┌─ Extracted records

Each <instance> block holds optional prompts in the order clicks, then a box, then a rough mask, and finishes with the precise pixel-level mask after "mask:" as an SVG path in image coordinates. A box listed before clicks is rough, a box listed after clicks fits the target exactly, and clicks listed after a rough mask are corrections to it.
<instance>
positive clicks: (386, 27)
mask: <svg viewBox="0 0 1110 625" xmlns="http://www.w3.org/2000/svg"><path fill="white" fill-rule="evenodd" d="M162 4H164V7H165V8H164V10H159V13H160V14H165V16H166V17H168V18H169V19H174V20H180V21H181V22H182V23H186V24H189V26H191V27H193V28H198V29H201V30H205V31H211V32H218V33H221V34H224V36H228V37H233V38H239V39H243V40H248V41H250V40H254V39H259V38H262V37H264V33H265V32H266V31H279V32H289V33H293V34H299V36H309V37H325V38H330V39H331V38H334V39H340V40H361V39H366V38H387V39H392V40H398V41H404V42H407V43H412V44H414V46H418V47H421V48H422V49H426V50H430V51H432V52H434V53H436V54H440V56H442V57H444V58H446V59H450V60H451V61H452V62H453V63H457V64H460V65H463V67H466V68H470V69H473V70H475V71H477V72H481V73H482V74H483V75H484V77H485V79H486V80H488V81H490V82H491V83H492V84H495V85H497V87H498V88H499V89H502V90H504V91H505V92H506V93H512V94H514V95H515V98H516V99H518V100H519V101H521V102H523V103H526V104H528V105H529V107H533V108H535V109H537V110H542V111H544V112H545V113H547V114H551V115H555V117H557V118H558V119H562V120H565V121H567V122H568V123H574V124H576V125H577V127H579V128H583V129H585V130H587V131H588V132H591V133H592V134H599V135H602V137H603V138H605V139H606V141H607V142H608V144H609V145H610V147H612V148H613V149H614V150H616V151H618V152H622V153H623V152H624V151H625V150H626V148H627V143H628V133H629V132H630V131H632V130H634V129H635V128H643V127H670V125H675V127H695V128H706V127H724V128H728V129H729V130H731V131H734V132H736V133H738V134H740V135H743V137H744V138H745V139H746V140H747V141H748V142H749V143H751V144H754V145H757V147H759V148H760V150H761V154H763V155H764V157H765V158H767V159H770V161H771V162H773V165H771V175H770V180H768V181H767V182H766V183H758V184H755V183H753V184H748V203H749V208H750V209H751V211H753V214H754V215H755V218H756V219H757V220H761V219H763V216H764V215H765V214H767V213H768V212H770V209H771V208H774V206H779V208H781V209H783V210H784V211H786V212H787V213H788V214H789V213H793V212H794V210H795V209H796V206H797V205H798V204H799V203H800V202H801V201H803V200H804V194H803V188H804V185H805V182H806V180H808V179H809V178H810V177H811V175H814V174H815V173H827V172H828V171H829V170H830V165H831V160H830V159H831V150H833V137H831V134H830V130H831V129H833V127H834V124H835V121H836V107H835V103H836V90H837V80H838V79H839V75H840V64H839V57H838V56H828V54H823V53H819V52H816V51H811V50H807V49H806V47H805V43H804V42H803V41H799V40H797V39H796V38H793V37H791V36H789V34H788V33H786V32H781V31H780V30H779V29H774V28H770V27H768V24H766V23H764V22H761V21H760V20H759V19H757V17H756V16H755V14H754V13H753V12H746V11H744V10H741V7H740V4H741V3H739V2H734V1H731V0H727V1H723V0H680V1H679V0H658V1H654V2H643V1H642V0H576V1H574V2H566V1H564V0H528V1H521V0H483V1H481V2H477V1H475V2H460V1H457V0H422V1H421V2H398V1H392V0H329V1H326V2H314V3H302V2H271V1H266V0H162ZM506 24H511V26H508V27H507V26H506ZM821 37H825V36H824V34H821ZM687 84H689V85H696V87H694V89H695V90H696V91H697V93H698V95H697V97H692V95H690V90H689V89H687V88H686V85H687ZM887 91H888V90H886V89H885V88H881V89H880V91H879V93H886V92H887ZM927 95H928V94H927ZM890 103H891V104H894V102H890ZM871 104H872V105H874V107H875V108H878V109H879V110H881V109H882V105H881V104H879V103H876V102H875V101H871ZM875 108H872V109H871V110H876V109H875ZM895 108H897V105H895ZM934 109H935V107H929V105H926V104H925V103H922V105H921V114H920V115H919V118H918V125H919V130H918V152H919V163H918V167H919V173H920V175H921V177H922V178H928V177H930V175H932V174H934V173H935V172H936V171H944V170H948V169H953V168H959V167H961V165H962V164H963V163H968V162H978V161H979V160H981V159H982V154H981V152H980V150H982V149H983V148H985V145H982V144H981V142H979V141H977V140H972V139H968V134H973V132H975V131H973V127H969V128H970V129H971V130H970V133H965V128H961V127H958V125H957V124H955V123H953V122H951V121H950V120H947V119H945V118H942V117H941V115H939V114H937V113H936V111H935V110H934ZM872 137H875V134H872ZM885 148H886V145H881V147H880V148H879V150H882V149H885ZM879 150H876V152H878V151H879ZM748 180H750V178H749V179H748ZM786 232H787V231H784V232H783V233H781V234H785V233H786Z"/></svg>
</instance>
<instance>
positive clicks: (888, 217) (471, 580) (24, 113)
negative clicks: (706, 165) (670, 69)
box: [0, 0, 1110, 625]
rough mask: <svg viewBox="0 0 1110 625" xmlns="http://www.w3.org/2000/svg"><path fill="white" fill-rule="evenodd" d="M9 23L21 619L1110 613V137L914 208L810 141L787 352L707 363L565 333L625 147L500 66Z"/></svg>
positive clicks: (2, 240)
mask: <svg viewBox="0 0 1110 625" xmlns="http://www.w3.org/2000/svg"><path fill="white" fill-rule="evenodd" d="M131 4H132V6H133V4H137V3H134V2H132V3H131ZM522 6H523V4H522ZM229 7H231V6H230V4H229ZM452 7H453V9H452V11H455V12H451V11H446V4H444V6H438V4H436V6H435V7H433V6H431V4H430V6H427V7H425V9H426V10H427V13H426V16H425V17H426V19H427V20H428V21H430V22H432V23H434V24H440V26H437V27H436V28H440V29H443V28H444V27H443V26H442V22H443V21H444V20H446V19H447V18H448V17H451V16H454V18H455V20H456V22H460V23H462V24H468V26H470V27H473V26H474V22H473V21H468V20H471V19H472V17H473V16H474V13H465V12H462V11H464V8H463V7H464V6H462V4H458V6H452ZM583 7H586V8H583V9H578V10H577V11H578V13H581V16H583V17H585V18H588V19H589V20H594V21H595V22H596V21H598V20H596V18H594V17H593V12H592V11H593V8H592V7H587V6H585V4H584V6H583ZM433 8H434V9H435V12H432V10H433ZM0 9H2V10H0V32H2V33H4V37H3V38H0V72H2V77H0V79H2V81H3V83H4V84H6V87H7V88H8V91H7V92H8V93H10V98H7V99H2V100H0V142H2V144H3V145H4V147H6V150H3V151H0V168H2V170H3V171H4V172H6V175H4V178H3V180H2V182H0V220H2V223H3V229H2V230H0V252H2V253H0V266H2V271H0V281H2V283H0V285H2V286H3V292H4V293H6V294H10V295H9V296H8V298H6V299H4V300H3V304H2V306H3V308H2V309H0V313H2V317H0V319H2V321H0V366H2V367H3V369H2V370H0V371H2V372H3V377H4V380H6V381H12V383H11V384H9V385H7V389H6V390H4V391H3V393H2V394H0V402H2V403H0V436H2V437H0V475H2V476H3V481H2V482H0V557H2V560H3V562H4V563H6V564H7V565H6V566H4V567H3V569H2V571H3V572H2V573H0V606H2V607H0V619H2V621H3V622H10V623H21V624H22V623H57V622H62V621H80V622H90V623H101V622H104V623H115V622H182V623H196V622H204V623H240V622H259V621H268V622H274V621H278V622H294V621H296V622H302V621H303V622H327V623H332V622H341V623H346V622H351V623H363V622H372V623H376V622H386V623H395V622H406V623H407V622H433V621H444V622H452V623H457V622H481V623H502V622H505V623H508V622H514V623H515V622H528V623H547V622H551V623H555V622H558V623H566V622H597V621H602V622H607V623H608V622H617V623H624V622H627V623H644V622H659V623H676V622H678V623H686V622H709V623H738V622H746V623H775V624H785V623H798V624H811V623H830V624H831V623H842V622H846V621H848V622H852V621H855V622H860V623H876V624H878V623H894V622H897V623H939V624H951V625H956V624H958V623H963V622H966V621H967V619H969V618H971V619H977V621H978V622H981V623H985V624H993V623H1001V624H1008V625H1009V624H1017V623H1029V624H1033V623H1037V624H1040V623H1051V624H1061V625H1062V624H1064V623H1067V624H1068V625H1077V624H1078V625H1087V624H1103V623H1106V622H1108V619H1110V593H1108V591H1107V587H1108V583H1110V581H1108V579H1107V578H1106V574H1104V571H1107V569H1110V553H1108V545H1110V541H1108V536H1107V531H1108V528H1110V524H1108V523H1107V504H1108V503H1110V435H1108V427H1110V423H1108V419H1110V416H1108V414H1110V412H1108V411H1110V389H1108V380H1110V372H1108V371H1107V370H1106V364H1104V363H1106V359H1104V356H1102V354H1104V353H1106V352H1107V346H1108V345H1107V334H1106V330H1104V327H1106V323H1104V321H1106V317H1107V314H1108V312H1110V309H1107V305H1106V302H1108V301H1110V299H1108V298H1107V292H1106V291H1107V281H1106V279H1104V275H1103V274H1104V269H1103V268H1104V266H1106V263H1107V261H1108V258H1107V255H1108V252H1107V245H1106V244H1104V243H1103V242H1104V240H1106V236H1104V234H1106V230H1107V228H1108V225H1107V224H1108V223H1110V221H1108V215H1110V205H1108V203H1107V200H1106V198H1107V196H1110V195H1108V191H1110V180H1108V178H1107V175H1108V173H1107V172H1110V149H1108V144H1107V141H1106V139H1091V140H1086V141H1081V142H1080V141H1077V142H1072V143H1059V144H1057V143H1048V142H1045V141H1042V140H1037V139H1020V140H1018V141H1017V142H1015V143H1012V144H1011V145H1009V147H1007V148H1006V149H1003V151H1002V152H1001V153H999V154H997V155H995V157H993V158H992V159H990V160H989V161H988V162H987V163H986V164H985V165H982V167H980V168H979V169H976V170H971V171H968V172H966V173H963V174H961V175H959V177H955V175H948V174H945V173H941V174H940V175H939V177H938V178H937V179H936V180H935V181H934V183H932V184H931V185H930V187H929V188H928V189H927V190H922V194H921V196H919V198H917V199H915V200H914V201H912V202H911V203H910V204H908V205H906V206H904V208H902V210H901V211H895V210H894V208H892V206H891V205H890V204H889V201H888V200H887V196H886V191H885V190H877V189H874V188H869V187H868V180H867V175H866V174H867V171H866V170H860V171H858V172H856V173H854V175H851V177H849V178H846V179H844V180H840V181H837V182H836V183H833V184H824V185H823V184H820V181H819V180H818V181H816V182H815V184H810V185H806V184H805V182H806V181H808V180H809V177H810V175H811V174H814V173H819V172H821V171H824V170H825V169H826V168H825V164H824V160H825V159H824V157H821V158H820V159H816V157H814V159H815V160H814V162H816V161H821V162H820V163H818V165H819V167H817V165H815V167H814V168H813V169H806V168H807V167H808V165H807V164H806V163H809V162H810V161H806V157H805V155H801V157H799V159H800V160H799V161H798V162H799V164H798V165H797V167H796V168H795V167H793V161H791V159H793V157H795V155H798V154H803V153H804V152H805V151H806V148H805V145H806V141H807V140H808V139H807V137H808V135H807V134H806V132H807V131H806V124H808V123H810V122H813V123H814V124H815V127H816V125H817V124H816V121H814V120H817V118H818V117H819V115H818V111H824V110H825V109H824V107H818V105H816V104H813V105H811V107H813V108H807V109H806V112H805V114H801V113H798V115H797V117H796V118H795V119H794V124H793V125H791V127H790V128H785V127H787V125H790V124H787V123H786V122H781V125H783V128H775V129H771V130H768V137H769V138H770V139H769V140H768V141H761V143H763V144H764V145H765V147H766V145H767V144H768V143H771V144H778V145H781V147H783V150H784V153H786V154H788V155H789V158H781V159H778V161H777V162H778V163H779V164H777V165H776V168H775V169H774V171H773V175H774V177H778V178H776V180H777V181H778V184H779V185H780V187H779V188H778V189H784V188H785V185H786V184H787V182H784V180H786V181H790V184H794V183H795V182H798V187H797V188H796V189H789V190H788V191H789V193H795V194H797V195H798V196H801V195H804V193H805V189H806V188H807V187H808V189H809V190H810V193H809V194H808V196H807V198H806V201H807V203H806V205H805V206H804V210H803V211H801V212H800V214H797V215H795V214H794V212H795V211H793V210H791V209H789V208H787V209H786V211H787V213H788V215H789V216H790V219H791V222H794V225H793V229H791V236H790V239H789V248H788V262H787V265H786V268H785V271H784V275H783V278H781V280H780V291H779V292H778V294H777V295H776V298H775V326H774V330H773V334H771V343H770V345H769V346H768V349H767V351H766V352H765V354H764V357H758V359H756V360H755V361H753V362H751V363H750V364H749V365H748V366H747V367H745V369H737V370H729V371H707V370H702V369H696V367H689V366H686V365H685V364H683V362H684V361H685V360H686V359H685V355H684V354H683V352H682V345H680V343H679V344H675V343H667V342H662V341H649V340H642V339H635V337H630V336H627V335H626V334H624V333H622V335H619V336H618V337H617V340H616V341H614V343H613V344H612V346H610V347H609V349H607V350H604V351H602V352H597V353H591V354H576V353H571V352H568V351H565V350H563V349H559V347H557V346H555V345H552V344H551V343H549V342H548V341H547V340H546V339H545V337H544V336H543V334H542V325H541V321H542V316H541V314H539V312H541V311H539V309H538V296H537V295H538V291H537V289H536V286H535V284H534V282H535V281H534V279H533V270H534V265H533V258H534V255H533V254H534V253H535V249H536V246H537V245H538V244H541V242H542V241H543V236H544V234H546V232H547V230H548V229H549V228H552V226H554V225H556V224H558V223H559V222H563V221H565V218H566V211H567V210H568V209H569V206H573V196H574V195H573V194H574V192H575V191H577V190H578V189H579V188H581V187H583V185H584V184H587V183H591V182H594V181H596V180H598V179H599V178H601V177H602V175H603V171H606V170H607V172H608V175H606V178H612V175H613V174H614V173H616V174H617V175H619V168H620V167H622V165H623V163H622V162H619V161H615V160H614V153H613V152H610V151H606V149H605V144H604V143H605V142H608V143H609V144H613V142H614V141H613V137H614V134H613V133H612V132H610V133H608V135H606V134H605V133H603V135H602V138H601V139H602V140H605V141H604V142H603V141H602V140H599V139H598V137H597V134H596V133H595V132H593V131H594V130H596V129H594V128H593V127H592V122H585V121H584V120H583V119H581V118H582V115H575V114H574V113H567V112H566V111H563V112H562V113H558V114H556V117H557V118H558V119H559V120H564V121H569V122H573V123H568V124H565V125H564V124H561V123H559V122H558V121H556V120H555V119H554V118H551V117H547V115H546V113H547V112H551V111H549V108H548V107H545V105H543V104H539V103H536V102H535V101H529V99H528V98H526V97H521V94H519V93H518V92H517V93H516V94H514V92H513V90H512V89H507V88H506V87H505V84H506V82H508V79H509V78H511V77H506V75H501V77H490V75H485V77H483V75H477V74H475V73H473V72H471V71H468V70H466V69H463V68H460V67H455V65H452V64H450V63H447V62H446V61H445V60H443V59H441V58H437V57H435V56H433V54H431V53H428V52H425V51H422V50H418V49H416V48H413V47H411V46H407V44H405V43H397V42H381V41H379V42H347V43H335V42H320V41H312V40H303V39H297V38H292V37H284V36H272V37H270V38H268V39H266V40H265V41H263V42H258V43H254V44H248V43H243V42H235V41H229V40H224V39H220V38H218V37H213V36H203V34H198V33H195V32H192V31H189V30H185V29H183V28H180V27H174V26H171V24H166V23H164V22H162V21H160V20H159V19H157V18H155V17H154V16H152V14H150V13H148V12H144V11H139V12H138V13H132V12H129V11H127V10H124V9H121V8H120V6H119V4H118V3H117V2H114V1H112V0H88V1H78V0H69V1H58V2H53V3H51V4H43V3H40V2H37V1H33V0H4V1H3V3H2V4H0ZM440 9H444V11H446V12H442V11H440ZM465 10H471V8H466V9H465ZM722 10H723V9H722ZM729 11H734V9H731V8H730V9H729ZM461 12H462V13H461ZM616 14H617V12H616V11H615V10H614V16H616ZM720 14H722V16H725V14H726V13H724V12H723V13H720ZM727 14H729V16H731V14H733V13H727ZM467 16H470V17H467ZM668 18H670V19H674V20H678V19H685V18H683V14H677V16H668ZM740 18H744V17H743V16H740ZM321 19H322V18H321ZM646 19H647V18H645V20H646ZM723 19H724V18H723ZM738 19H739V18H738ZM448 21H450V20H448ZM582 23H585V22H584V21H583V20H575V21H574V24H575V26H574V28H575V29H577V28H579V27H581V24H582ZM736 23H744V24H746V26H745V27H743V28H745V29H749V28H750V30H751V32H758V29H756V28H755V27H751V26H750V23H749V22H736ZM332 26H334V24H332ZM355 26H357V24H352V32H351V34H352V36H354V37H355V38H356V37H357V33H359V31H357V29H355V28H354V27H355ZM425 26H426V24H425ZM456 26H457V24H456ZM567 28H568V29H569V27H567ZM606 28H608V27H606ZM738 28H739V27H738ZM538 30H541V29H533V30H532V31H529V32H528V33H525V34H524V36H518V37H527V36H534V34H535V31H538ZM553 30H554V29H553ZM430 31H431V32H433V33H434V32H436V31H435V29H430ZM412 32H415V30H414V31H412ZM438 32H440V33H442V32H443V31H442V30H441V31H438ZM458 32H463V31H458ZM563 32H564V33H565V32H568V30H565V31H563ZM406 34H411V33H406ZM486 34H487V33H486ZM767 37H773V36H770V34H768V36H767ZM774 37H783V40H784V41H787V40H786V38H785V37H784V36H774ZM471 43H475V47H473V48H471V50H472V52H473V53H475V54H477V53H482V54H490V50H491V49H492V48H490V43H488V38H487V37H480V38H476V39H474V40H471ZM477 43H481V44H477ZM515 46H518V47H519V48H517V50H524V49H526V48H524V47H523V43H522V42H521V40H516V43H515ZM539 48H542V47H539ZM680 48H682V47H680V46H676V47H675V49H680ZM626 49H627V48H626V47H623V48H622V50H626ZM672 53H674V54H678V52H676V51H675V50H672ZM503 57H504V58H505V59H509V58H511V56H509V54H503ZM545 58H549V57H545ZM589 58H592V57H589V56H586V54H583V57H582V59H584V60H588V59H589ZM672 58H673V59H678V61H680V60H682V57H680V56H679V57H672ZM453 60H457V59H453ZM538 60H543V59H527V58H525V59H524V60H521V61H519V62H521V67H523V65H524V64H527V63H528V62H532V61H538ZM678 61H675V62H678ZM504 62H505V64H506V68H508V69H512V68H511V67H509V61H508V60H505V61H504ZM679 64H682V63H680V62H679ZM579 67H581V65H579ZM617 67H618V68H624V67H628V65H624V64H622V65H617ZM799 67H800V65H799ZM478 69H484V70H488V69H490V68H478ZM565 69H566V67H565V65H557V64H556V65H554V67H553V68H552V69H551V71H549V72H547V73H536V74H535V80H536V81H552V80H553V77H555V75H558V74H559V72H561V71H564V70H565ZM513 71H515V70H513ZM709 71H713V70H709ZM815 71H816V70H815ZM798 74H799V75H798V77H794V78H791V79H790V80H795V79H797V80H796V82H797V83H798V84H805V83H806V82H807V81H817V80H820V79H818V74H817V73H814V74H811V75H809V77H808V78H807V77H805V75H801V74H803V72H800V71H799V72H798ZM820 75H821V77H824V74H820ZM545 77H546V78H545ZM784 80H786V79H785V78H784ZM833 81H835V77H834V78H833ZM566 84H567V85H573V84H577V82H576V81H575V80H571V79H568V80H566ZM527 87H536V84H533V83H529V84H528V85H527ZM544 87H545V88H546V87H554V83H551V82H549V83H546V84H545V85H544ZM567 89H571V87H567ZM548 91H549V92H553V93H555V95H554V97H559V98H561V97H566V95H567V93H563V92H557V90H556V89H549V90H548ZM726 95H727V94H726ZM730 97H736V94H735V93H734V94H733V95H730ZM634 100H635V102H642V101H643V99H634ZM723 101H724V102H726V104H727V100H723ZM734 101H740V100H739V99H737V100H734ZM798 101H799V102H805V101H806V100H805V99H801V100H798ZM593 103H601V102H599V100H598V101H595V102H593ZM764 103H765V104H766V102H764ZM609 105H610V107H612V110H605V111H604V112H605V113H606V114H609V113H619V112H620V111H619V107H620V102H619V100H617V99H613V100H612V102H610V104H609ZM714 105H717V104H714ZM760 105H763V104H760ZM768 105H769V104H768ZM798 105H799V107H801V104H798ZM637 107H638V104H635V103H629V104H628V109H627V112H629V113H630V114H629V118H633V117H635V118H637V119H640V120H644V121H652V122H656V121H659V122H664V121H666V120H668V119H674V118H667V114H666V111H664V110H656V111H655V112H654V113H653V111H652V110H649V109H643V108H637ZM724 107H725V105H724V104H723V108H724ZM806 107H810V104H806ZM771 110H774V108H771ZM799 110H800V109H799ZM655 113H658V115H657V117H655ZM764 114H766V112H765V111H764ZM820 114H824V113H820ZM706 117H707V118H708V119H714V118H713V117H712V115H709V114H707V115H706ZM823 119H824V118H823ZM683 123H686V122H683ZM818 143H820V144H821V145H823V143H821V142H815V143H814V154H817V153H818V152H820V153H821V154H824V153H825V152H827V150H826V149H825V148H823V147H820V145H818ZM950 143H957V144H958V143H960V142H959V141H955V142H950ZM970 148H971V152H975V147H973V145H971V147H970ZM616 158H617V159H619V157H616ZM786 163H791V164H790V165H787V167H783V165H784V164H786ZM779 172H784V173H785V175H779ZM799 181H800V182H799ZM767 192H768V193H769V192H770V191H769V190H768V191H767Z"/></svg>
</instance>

└─

● **What the task requires**
Determine how many lines of the material include the string "positive", and give only the resulting number.

● **Output**
3